Ayer fue un día de fiesta y alborozo. Los españoles celebramos por todo lo alto nuestro ceremonial favorito: tirar de nosotros mismos hacia abajo. Hacernos de menos, disfrutar de nuestra nula autoestima, proclamar nuestra irrelevancia. Las tertulias echaban humo con la agradable mezcla perfecta de tragedia y comedia, de indignado dolor y risas tontas.
Con los peleles de Pedro Sánchez y Luis Enrique ahorcados en la plaza pública como únicos culpables, era una felicidad completa glosar el peripatético desdén de cuarenta segundos (¡si es que llegó a tanto!) del presidente estadounidense (“¡americanos, os recibimos con alegría!”) hacia nuestro presidente y la falta de gol de nuestra selección de fútbol.
Claro que ni nuestro presidente ni nuestra selección están considerados como nuestros por todos, y eso no es asunto menor, sino clave del regocijo. En el lenguaje que mejor conocemos, el futbolístico, venga aquí el lamento político: España no tiene gol, España no chuta, España no gana. ¡Pues no será por los goles que nos metemos en propia puerta! ¡Qué bueno, oye!
Balanceando lo político y lo económico, y aunque sólo seamos país invitado en el dichoso G-20, España es, aproximadamente, uno de los quince países más importantes del mundo. Eso es así, y está dictaminado por los organismos internacionales que miden y dicen estas cosas.
Pero hay algo en lo que estamos mucho más arriba. No me refiero al turismo de sangría, sol y playa, sino al idioma español, que es el cuarto más hablado del mundo con unos 585 millones de hablantes. El primero es el inglés, por supuesto, y como después vienen el chino mandarín y el hindi, de circulación muy local, pues se puede decir que el español es el segundo idioma de implantación internacional en el mundo.
Y llegados a este punto, una elipsis y a saco: España no tiene otra posición de ventaja y de partida (también para reforzar su relevancia política y económica) que (sin necesidad de sacar pecho imperialista, pero evitando la actual bobería suicida de chuparse el dedo) propulsar el liderazgo que el uso del idioma español le pone en bandeja y que, de forma inequívoca, va unido a otros dos ingredientes concatenados y multiplicantes los tres entre sí: la historia y la cultura.

SECCIÓN DE DATOS:
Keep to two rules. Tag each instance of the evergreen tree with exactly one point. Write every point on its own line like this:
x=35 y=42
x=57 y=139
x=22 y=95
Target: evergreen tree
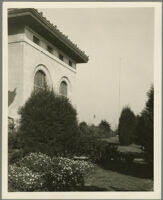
x=48 y=124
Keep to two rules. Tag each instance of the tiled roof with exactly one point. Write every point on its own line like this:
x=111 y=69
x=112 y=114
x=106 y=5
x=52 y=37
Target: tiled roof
x=54 y=28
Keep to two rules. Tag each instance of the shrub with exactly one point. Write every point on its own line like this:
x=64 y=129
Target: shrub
x=39 y=172
x=23 y=179
x=48 y=124
x=144 y=129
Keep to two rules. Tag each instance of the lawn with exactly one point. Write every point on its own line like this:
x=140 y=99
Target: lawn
x=107 y=180
x=112 y=179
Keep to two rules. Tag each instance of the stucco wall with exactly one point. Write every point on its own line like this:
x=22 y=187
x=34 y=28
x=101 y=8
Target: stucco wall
x=15 y=78
x=37 y=58
x=25 y=58
x=43 y=43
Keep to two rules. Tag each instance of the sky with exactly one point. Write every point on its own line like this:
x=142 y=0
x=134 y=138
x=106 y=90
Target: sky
x=120 y=46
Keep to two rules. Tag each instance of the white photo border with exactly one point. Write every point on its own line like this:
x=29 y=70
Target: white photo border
x=156 y=194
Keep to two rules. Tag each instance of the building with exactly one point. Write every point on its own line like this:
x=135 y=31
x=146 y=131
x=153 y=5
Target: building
x=38 y=55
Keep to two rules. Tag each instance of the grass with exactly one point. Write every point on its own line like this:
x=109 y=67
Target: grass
x=107 y=180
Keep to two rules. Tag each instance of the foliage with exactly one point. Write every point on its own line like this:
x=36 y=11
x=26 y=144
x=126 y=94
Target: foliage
x=91 y=143
x=104 y=129
x=48 y=124
x=88 y=142
x=126 y=127
x=144 y=128
x=39 y=172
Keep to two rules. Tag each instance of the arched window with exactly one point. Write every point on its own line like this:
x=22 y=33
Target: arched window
x=63 y=88
x=40 y=80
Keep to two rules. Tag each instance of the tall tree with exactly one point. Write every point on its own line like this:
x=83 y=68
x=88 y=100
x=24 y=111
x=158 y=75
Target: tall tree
x=147 y=115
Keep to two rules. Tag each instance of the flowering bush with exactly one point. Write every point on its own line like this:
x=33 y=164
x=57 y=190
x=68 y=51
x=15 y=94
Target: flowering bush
x=24 y=179
x=39 y=172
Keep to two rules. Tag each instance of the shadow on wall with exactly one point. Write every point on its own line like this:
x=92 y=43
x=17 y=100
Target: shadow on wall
x=11 y=96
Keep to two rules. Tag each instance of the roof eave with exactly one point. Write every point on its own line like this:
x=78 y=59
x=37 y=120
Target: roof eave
x=81 y=56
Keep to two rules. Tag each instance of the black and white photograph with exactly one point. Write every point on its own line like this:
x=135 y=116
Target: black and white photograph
x=81 y=100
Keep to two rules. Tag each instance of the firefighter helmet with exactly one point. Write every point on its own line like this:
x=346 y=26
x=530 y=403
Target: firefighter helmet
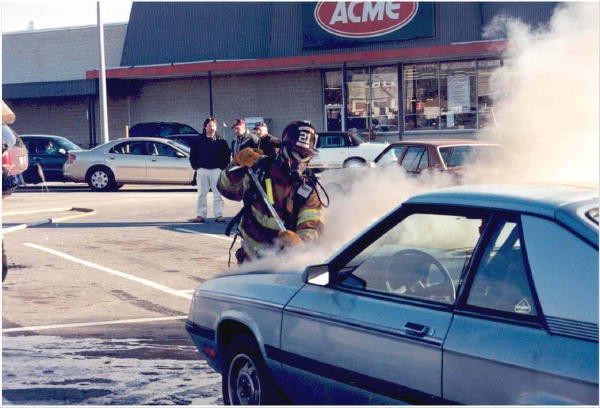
x=300 y=137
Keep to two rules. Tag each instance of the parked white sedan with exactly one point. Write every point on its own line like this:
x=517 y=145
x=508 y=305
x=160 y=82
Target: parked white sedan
x=341 y=149
x=143 y=160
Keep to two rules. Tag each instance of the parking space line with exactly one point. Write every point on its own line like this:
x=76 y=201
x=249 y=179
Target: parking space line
x=226 y=238
x=120 y=274
x=104 y=323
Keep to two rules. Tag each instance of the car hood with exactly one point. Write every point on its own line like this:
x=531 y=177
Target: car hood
x=271 y=287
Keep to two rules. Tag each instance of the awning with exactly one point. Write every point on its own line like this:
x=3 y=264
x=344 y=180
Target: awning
x=461 y=50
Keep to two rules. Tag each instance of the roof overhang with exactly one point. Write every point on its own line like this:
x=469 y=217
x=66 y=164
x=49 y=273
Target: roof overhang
x=460 y=50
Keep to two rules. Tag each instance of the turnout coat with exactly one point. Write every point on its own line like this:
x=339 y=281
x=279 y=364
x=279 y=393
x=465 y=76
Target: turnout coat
x=257 y=227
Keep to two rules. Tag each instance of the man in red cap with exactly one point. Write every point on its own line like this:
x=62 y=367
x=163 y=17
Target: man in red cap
x=242 y=138
x=290 y=188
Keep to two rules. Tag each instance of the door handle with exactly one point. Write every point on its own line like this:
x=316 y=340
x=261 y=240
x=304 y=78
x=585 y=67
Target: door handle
x=417 y=330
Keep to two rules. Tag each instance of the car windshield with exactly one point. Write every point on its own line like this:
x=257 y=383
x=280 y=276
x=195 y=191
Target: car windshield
x=68 y=145
x=356 y=140
x=456 y=156
x=180 y=146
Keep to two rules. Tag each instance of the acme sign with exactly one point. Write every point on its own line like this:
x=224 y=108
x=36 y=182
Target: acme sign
x=357 y=19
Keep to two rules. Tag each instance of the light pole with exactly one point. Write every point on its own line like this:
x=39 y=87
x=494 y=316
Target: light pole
x=102 y=78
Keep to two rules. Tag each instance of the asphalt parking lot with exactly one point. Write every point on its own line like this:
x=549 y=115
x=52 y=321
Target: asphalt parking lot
x=94 y=304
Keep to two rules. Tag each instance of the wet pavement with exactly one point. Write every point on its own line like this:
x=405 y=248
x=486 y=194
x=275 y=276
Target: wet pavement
x=54 y=370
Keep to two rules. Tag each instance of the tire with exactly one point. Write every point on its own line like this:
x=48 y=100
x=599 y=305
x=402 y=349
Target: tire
x=246 y=378
x=355 y=163
x=101 y=179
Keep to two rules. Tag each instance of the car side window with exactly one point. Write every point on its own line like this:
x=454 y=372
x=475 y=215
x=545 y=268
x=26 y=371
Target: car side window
x=133 y=148
x=330 y=141
x=415 y=159
x=407 y=262
x=391 y=156
x=160 y=149
x=500 y=282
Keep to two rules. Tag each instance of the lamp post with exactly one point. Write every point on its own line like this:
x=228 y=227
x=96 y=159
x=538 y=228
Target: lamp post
x=102 y=78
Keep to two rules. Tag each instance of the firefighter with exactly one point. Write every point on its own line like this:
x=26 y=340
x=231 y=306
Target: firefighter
x=286 y=183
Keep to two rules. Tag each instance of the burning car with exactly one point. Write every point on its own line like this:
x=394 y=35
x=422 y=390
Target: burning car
x=496 y=304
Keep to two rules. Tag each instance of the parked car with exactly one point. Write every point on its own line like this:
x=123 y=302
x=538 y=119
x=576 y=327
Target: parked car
x=50 y=153
x=342 y=149
x=479 y=295
x=140 y=160
x=383 y=131
x=179 y=132
x=14 y=154
x=451 y=155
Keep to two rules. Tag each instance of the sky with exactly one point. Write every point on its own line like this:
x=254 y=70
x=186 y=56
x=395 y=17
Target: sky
x=17 y=14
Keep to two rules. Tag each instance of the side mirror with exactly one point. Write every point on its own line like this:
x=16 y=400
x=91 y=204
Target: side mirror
x=317 y=275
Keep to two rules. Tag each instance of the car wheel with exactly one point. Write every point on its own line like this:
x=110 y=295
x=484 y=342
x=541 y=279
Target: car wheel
x=246 y=378
x=101 y=179
x=355 y=163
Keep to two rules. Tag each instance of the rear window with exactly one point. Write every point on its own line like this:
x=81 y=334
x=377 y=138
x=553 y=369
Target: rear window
x=456 y=156
x=161 y=129
x=593 y=215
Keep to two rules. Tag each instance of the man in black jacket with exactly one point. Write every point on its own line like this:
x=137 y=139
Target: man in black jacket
x=209 y=155
x=267 y=143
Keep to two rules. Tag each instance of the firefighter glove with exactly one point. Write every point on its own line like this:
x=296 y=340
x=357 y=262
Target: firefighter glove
x=289 y=238
x=247 y=157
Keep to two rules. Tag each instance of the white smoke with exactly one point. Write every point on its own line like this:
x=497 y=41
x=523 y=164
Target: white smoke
x=546 y=99
x=547 y=96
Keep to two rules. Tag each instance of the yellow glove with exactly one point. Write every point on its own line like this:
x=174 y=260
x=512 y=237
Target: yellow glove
x=247 y=156
x=289 y=238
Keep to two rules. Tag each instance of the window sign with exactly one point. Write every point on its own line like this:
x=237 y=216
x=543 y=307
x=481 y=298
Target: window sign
x=329 y=24
x=458 y=94
x=453 y=95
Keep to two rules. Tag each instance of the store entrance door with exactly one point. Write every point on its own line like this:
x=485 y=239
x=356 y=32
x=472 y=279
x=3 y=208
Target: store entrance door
x=334 y=117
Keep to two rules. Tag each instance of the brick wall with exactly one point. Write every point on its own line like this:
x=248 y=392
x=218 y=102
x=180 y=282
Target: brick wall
x=62 y=117
x=58 y=54
x=278 y=97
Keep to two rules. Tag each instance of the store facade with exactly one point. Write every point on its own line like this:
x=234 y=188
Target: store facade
x=390 y=69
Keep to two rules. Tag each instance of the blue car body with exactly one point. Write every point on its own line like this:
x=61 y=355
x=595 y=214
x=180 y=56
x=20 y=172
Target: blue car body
x=493 y=300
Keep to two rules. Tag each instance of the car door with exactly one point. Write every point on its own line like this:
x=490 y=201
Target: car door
x=165 y=164
x=498 y=349
x=128 y=161
x=375 y=333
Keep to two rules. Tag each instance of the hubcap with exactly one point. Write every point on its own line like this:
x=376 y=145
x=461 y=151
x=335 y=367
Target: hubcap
x=99 y=179
x=244 y=384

TAREAS POR HACER:
1 > Según la columna, ¿cuántos hablantes tiene el español?
2 > Copia el fragmento de la columna que empieza en las palabras "Y llegados a" y termina después de "y la cultura.".
3 > ¿Por qué dice la columna que el español es el segundo idioma de implantación internacional, si en la lista de los más hablados ocupa el cuarto puesto?
Las filas son material aparte y no tienen que ver con la columna.

RESPUESTAS POR TAREA:
1 > Unos 585 millones de hablantes.

2 >
Y llegados a este punto, una elipsis y a saco: España no tiene otra posición de ventaja y de partida (también para reforzar su relevancia política y económica) que (sin necesidad de sacar pecho imperialista, pero evitando la actual bobería suicida de chuparse el dedo) propulsar el liderazgo que el uso del idioma español le pone en bandeja y que, de forma inequívoca, va unido a otros dos ingredientes concatenados y multiplicantes los tres entre sí: la historia y la cultura.

3 > Por delante solo están el inglés, el chino mandarín y el hindi. Estos dos últimos tienen una circulación muy local, así que, fuera del inglés, ningún idioma tiene más alcance internacional que el español.